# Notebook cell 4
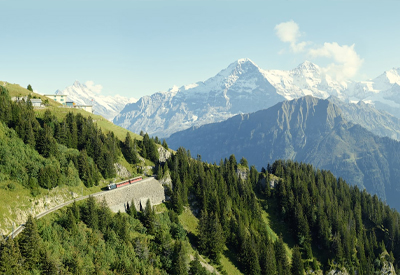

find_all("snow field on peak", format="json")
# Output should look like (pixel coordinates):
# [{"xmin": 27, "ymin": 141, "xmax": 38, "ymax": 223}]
[
  {"xmin": 113, "ymin": 58, "xmax": 400, "ymax": 138},
  {"xmin": 56, "ymin": 81, "xmax": 137, "ymax": 121}
]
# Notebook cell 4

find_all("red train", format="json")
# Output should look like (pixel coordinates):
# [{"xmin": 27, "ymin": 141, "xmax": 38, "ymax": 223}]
[{"xmin": 107, "ymin": 176, "xmax": 143, "ymax": 190}]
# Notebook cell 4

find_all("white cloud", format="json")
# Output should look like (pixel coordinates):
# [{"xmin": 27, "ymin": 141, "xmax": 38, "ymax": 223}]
[
  {"xmin": 309, "ymin": 42, "xmax": 364, "ymax": 80},
  {"xmin": 85, "ymin": 81, "xmax": 103, "ymax": 94},
  {"xmin": 275, "ymin": 20, "xmax": 307, "ymax": 53},
  {"xmin": 275, "ymin": 20, "xmax": 364, "ymax": 80}
]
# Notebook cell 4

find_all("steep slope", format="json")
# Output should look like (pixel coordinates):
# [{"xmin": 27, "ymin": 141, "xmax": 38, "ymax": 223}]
[
  {"xmin": 328, "ymin": 96, "xmax": 400, "ymax": 141},
  {"xmin": 55, "ymin": 81, "xmax": 137, "ymax": 120},
  {"xmin": 167, "ymin": 96, "xmax": 400, "ymax": 210}
]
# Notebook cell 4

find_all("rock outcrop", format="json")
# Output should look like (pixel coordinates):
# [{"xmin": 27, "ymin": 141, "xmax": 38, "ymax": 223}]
[
  {"xmin": 158, "ymin": 146, "xmax": 171, "ymax": 162},
  {"xmin": 114, "ymin": 163, "xmax": 132, "ymax": 178}
]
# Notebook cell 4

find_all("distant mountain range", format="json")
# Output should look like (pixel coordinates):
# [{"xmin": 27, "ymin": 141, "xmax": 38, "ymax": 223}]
[
  {"xmin": 55, "ymin": 81, "xmax": 137, "ymax": 120},
  {"xmin": 167, "ymin": 96, "xmax": 400, "ymax": 211},
  {"xmin": 113, "ymin": 59, "xmax": 400, "ymax": 138}
]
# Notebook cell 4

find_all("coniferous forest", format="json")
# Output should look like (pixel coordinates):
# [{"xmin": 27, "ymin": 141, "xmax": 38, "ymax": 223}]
[
  {"xmin": 164, "ymin": 148, "xmax": 400, "ymax": 274},
  {"xmin": 0, "ymin": 85, "xmax": 158, "ymax": 191},
  {"xmin": 1, "ymin": 84, "xmax": 400, "ymax": 274}
]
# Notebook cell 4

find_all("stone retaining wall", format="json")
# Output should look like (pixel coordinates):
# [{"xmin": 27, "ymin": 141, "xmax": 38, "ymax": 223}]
[{"xmin": 95, "ymin": 177, "xmax": 165, "ymax": 213}]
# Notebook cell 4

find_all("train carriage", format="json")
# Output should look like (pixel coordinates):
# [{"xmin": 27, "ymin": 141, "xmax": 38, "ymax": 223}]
[{"xmin": 107, "ymin": 176, "xmax": 143, "ymax": 190}]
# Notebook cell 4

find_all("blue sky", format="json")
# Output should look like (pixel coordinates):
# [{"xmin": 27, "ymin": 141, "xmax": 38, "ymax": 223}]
[{"xmin": 1, "ymin": 0, "xmax": 400, "ymax": 99}]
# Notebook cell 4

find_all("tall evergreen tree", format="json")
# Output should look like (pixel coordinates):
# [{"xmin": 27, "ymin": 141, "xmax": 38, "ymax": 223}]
[
  {"xmin": 172, "ymin": 240, "xmax": 188, "ymax": 275},
  {"xmin": 291, "ymin": 246, "xmax": 304, "ymax": 275},
  {"xmin": 162, "ymin": 139, "xmax": 169, "ymax": 150},
  {"xmin": 263, "ymin": 240, "xmax": 277, "ymax": 275},
  {"xmin": 0, "ymin": 237, "xmax": 24, "ymax": 274},
  {"xmin": 142, "ymin": 199, "xmax": 155, "ymax": 234},
  {"xmin": 83, "ymin": 196, "xmax": 98, "ymax": 230},
  {"xmin": 19, "ymin": 215, "xmax": 41, "ymax": 270},
  {"xmin": 128, "ymin": 198, "xmax": 137, "ymax": 218},
  {"xmin": 274, "ymin": 235, "xmax": 290, "ymax": 275}
]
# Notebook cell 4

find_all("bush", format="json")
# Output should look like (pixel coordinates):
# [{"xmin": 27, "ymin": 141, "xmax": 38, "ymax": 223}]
[{"xmin": 7, "ymin": 182, "xmax": 16, "ymax": 191}]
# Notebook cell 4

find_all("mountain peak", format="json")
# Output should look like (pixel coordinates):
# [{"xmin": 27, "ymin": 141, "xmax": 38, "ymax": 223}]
[
  {"xmin": 73, "ymin": 80, "xmax": 83, "ymax": 88},
  {"xmin": 237, "ymin": 58, "xmax": 255, "ymax": 65},
  {"xmin": 221, "ymin": 58, "xmax": 260, "ymax": 77},
  {"xmin": 295, "ymin": 60, "xmax": 320, "ymax": 72}
]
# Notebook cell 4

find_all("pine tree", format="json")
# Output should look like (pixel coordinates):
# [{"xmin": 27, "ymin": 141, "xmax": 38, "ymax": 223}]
[
  {"xmin": 83, "ymin": 195, "xmax": 98, "ymax": 230},
  {"xmin": 291, "ymin": 246, "xmax": 304, "ymax": 275},
  {"xmin": 274, "ymin": 235, "xmax": 290, "ymax": 275},
  {"xmin": 239, "ymin": 157, "xmax": 248, "ymax": 168},
  {"xmin": 172, "ymin": 176, "xmax": 184, "ymax": 214},
  {"xmin": 263, "ymin": 240, "xmax": 277, "ymax": 275},
  {"xmin": 208, "ymin": 213, "xmax": 225, "ymax": 262},
  {"xmin": 24, "ymin": 121, "xmax": 36, "ymax": 147},
  {"xmin": 0, "ymin": 86, "xmax": 12, "ymax": 124},
  {"xmin": 65, "ymin": 208, "xmax": 77, "ymax": 232},
  {"xmin": 71, "ymin": 200, "xmax": 80, "ymax": 221},
  {"xmin": 197, "ymin": 209, "xmax": 209, "ymax": 254},
  {"xmin": 157, "ymin": 164, "xmax": 164, "ymax": 180},
  {"xmin": 0, "ymin": 237, "xmax": 24, "ymax": 274},
  {"xmin": 40, "ymin": 250, "xmax": 58, "ymax": 274},
  {"xmin": 123, "ymin": 132, "xmax": 139, "ymax": 164},
  {"xmin": 19, "ymin": 215, "xmax": 41, "ymax": 270},
  {"xmin": 98, "ymin": 197, "xmax": 112, "ymax": 233},
  {"xmin": 128, "ymin": 198, "xmax": 137, "ymax": 218},
  {"xmin": 78, "ymin": 149, "xmax": 92, "ymax": 187},
  {"xmin": 142, "ymin": 199, "xmax": 155, "ymax": 234},
  {"xmin": 162, "ymin": 139, "xmax": 169, "ymax": 150},
  {"xmin": 189, "ymin": 252, "xmax": 208, "ymax": 275},
  {"xmin": 36, "ymin": 124, "xmax": 57, "ymax": 157},
  {"xmin": 27, "ymin": 84, "xmax": 33, "ymax": 92},
  {"xmin": 66, "ymin": 112, "xmax": 78, "ymax": 149},
  {"xmin": 172, "ymin": 240, "xmax": 188, "ymax": 275}
]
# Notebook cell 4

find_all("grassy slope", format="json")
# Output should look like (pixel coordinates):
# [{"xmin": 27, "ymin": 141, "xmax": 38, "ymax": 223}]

+++

◆ **TASK**:
Would you write out the material above in full, exactly as given, except for its pictures?

◆ **TASK ANSWER**:
# Notebook cell 4

find_all("snow field on peak", format="json")
# Output should look like (pixel coordinates):
# [{"xmin": 27, "ymin": 141, "xmax": 38, "ymax": 223}]
[
  {"xmin": 113, "ymin": 58, "xmax": 400, "ymax": 138},
  {"xmin": 56, "ymin": 81, "xmax": 137, "ymax": 121}
]
# Notebook cell 4

find_all("red train", format="json")
# Output should look like (pixel coordinates):
# [{"xmin": 27, "ymin": 141, "xmax": 38, "ymax": 223}]
[{"xmin": 107, "ymin": 176, "xmax": 143, "ymax": 190}]
# Notebook cell 4

find_all("white cloud", format="json")
# Output should look like (pixel coordinates):
# [{"xmin": 27, "ymin": 141, "xmax": 38, "ymax": 223}]
[
  {"xmin": 309, "ymin": 42, "xmax": 364, "ymax": 80},
  {"xmin": 85, "ymin": 81, "xmax": 103, "ymax": 94},
  {"xmin": 275, "ymin": 20, "xmax": 307, "ymax": 53},
  {"xmin": 275, "ymin": 20, "xmax": 364, "ymax": 80}
]
# Notebook cell 4

find_all("steep slope", format="json")
# Output should look like (pixel coordinates):
# [{"xmin": 27, "ymin": 141, "xmax": 38, "ymax": 223}]
[
  {"xmin": 328, "ymin": 96, "xmax": 400, "ymax": 141},
  {"xmin": 55, "ymin": 81, "xmax": 137, "ymax": 120},
  {"xmin": 167, "ymin": 96, "xmax": 400, "ymax": 210}
]
# Notebook cell 4

find_all("rock outcrop", format="json")
# Output should look like (pixel coordinates):
# [{"xmin": 27, "ymin": 141, "xmax": 38, "ymax": 223}]
[
  {"xmin": 158, "ymin": 146, "xmax": 171, "ymax": 162},
  {"xmin": 114, "ymin": 163, "xmax": 132, "ymax": 178}
]
# Notebook cell 4

find_all("distant mountain range", format="json")
# Output should look like (pixel coordinates):
# [{"xmin": 27, "ymin": 141, "xmax": 38, "ymax": 223}]
[
  {"xmin": 55, "ymin": 81, "xmax": 137, "ymax": 120},
  {"xmin": 167, "ymin": 96, "xmax": 400, "ymax": 211},
  {"xmin": 113, "ymin": 59, "xmax": 400, "ymax": 138}
]
# Notebook cell 4

find_all("coniferous forest", format="json")
# Output should look like (pixel coordinates):
# [{"xmin": 27, "ymin": 141, "xmax": 38, "ymax": 223}]
[
  {"xmin": 164, "ymin": 148, "xmax": 400, "ymax": 274},
  {"xmin": 0, "ymin": 85, "xmax": 158, "ymax": 191},
  {"xmin": 1, "ymin": 84, "xmax": 400, "ymax": 274}
]
# Notebook cell 4

find_all("stone retaining wall", format="json")
# Output should look like (pixel coordinates):
# [{"xmin": 27, "ymin": 141, "xmax": 38, "ymax": 223}]
[{"xmin": 95, "ymin": 177, "xmax": 165, "ymax": 213}]
# Notebook cell 4

find_all("train carriage", format="json")
# Output should look like (pixel coordinates):
# [{"xmin": 27, "ymin": 141, "xmax": 38, "ymax": 223}]
[{"xmin": 107, "ymin": 176, "xmax": 143, "ymax": 190}]
# Notebook cell 4

find_all("blue sky", format="json")
# Output should look like (pixel coordinates):
# [{"xmin": 27, "ymin": 141, "xmax": 38, "ymax": 223}]
[{"xmin": 1, "ymin": 0, "xmax": 400, "ymax": 99}]
# Notebook cell 4

find_all("tall evergreen tree", format="json")
# Output should look like (pixel coordinates):
# [{"xmin": 27, "ymin": 141, "xmax": 38, "ymax": 223}]
[
  {"xmin": 172, "ymin": 240, "xmax": 188, "ymax": 275},
  {"xmin": 291, "ymin": 246, "xmax": 304, "ymax": 275},
  {"xmin": 162, "ymin": 139, "xmax": 169, "ymax": 150},
  {"xmin": 263, "ymin": 240, "xmax": 277, "ymax": 275},
  {"xmin": 0, "ymin": 237, "xmax": 24, "ymax": 274},
  {"xmin": 142, "ymin": 199, "xmax": 155, "ymax": 234},
  {"xmin": 83, "ymin": 196, "xmax": 98, "ymax": 230},
  {"xmin": 19, "ymin": 215, "xmax": 41, "ymax": 270},
  {"xmin": 128, "ymin": 198, "xmax": 137, "ymax": 218},
  {"xmin": 274, "ymin": 235, "xmax": 290, "ymax": 275}
]
# Notebook cell 4

find_all("bush", format="json")
# Output should look like (pixel coordinates):
# [{"xmin": 27, "ymin": 141, "xmax": 38, "ymax": 223}]
[{"xmin": 7, "ymin": 182, "xmax": 16, "ymax": 191}]
# Notebook cell 4

find_all("mountain peak", format="json")
# Output should look like (pixel coordinates):
# [{"xmin": 27, "ymin": 141, "xmax": 38, "ymax": 223}]
[
  {"xmin": 73, "ymin": 80, "xmax": 83, "ymax": 88},
  {"xmin": 237, "ymin": 58, "xmax": 255, "ymax": 65},
  {"xmin": 221, "ymin": 58, "xmax": 260, "ymax": 77},
  {"xmin": 295, "ymin": 60, "xmax": 320, "ymax": 72}
]
# Notebook cell 4

find_all("pine tree", format="json")
# Output should look like (pixel coordinates):
# [{"xmin": 27, "ymin": 141, "xmax": 38, "ymax": 223}]
[
  {"xmin": 83, "ymin": 195, "xmax": 98, "ymax": 230},
  {"xmin": 291, "ymin": 246, "xmax": 304, "ymax": 275},
  {"xmin": 274, "ymin": 235, "xmax": 290, "ymax": 275},
  {"xmin": 239, "ymin": 157, "xmax": 248, "ymax": 168},
  {"xmin": 172, "ymin": 176, "xmax": 184, "ymax": 214},
  {"xmin": 263, "ymin": 240, "xmax": 277, "ymax": 275},
  {"xmin": 208, "ymin": 213, "xmax": 225, "ymax": 262},
  {"xmin": 24, "ymin": 121, "xmax": 36, "ymax": 147},
  {"xmin": 0, "ymin": 86, "xmax": 12, "ymax": 124},
  {"xmin": 65, "ymin": 208, "xmax": 77, "ymax": 232},
  {"xmin": 71, "ymin": 200, "xmax": 80, "ymax": 221},
  {"xmin": 197, "ymin": 209, "xmax": 209, "ymax": 254},
  {"xmin": 157, "ymin": 164, "xmax": 164, "ymax": 180},
  {"xmin": 0, "ymin": 237, "xmax": 24, "ymax": 274},
  {"xmin": 40, "ymin": 250, "xmax": 58, "ymax": 274},
  {"xmin": 123, "ymin": 132, "xmax": 139, "ymax": 164},
  {"xmin": 19, "ymin": 215, "xmax": 41, "ymax": 270},
  {"xmin": 98, "ymin": 197, "xmax": 112, "ymax": 233},
  {"xmin": 128, "ymin": 198, "xmax": 137, "ymax": 218},
  {"xmin": 78, "ymin": 149, "xmax": 92, "ymax": 187},
  {"xmin": 142, "ymin": 199, "xmax": 155, "ymax": 234},
  {"xmin": 162, "ymin": 139, "xmax": 169, "ymax": 150},
  {"xmin": 189, "ymin": 252, "xmax": 208, "ymax": 275},
  {"xmin": 36, "ymin": 124, "xmax": 57, "ymax": 157},
  {"xmin": 27, "ymin": 84, "xmax": 33, "ymax": 92},
  {"xmin": 66, "ymin": 112, "xmax": 78, "ymax": 149},
  {"xmin": 172, "ymin": 240, "xmax": 188, "ymax": 275}
]
# Notebook cell 4

find_all("grassy slope", format="json")
# Output should look like (pixel coordinates):
# [{"xmin": 27, "ymin": 141, "xmax": 38, "ymax": 223}]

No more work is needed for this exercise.